## Source extract
-- Opening Marker --

School of Energy and Environment, Southeast University, Nanjing 210096, China.
Bioresour Technol. 2013 Sep;144:165-71. doi: 10.1016/j.biortech.2013.06.073. Epub 2013 Jun 28.
A microbial fuel cell coupled constructed wetland (planted with Ipomoea aquatica) system (planted CW-MFC) was used for azo dye decolorization. Electricity was simultaneously produced during the co-metabolism process of glucose and azo dye. A non-planted and an open-circuit system were established as reference to study the roles of plants and electrodes in azo dye decolorization and electricity production processes, respectively. The results indicated that plants grown in cathode enhanced the cathode potential and slightly promoted dye decolorization efficiency. The electrodes promoted the dye decolorization efficiency in the anode. The planted CW-MFC system achieved the highest decolorization rate of about 91.24% and a voltage output of about 610 mV. The connection of external circuit promoted the growth of electrogenic bacteria Geobacter sulfurreducens and Beta Proteobacteria, and inhibited the growth of Archaea in anode.

-- Closing Marker --

## Exercise description
Copy out the entire passage on azo dye decolorization in a planted wetland fuel cell system word for word. The material that follows is separate from the passage above.

## Record excerpts
-- Opening Marker --

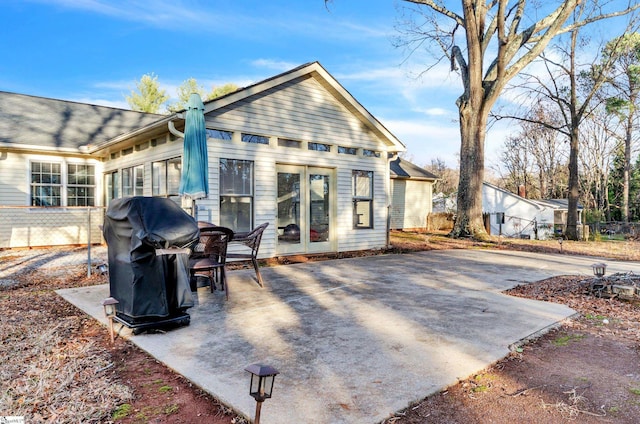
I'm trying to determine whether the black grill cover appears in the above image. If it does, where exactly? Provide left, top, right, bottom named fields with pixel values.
left=103, top=197, right=200, bottom=319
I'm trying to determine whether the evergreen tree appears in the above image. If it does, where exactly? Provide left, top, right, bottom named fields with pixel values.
left=126, top=73, right=169, bottom=113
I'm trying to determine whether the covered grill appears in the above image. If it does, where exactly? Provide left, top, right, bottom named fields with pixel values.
left=103, top=197, right=199, bottom=333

-- Closing Marker --

## Response to the exercise
School of Energy and Environment, Southeast University, Nanjing 210096, China.
Bioresour Technol. 2013 Sep;144:165-71. doi: 10.1016/j.biortech.2013.06.073. Epub 2013 Jun 28.
A microbial fuel cell coupled constructed wetland (planted with Ipomoea aquatica) system (planted CW-MFC) was used for azo dye decolorization. Electricity was simultaneously produced during the co-metabolism process of glucose and azo dye. A non-planted and an open-circuit system were established as reference to study the roles of plants and electrodes in azo dye decolorization and electricity production processes, respectively. The results indicated that plants grown in cathode enhanced the cathode potential and slightly promoted dye decolorization efficiency. The electrodes promoted the dye decolorization efficiency in the anode. The planted CW-MFC system achieved the highest decolorization rate of about 91.24% and a voltage output of about 610 mV. The connection of external circuit promoted the growth of electrogenic bacteria Geobacter sulfurreducens and Beta Proteobacteria, and inhibited the growth of Archaea in anode.